Written problem – Copy the lines of the listing below verbatim, starting at the line with "of the large" and continuing through the end of the listing. Leave the pictures out of your answer.

START

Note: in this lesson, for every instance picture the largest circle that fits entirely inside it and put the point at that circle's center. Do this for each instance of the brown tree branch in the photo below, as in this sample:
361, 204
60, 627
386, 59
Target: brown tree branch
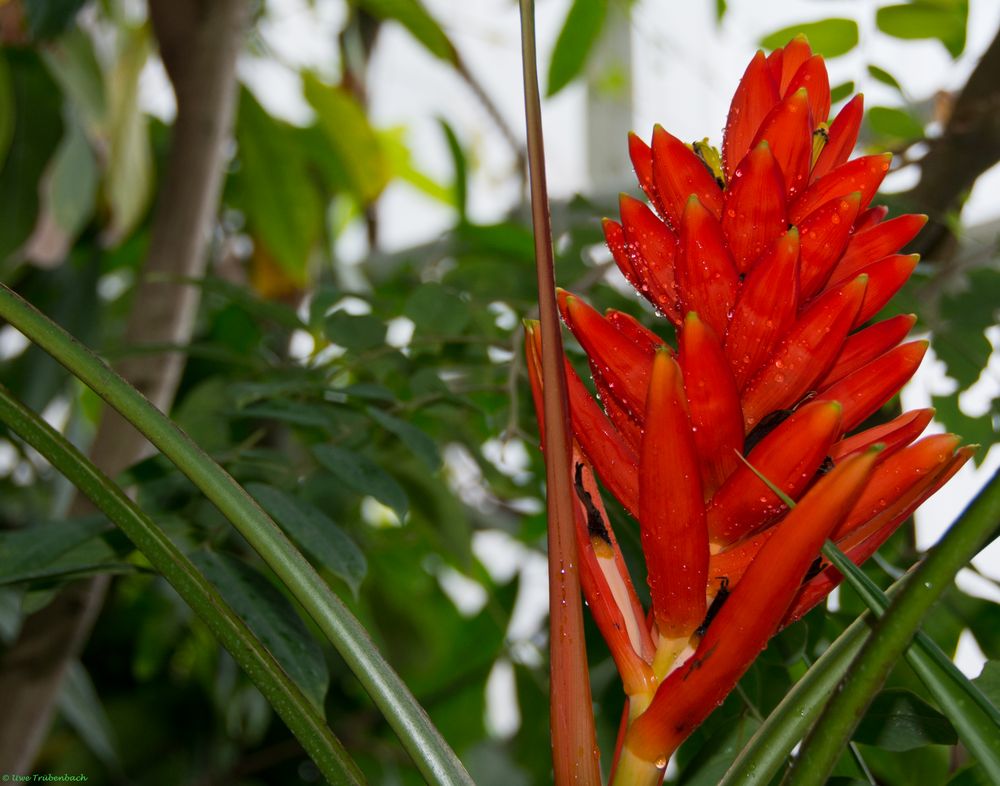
199, 42
969, 145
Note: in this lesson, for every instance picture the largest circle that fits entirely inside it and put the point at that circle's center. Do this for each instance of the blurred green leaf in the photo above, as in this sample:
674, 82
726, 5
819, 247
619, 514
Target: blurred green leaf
38, 127
894, 123
577, 37
80, 705
33, 552
944, 20
883, 76
437, 311
421, 445
49, 18
324, 541
898, 720
841, 91
272, 618
361, 474
358, 332
412, 15
351, 137
827, 37
72, 184
129, 180
7, 110
283, 209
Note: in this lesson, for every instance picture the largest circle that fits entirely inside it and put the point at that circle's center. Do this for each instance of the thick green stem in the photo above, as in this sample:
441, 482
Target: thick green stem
574, 741
232, 632
435, 760
892, 636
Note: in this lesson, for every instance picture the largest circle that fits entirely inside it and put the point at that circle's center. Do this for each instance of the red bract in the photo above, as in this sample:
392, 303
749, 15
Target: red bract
769, 265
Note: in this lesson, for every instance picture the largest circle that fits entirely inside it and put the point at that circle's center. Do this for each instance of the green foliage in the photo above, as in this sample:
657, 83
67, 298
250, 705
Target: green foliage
828, 37
944, 20
577, 37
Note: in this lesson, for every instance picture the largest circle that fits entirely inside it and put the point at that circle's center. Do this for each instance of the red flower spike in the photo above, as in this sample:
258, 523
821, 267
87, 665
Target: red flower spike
636, 270
883, 526
877, 241
822, 237
867, 389
890, 482
754, 215
749, 617
608, 588
731, 563
871, 217
656, 251
671, 506
813, 77
894, 435
642, 161
755, 96
806, 354
788, 130
766, 308
706, 277
794, 54
678, 173
861, 174
885, 278
633, 329
866, 345
622, 364
713, 402
841, 138
789, 457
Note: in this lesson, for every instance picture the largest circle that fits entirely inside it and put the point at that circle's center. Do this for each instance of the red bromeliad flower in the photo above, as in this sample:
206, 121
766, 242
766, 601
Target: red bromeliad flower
770, 263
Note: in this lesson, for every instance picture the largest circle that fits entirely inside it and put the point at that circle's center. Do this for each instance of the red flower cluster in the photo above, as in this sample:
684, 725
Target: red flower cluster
770, 264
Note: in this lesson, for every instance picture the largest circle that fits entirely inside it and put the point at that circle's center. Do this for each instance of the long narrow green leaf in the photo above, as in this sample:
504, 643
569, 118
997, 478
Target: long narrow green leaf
892, 636
284, 695
435, 760
975, 718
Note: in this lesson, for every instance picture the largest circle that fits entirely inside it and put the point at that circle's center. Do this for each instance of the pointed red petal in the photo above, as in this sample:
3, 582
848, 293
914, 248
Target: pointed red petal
636, 270
841, 138
895, 435
634, 330
876, 242
819, 587
671, 506
754, 98
788, 130
885, 278
706, 277
607, 586
642, 161
891, 481
713, 401
656, 247
813, 77
766, 308
789, 457
862, 174
871, 217
621, 363
794, 54
823, 236
678, 173
866, 345
805, 355
749, 617
867, 389
754, 215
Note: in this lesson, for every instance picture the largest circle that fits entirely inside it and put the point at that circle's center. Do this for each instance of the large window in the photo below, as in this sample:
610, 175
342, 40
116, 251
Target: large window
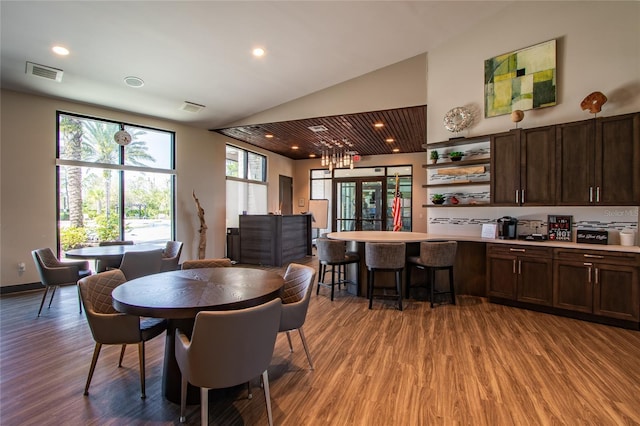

END

Answer to this exercise –
Note: in this lesson, for every instance picture the largest circle that fits entirely inside it and put the point at that circle's center. Do this for each instance of the large window in the photo below, as in this sample:
610, 175
342, 40
116, 251
Target: large window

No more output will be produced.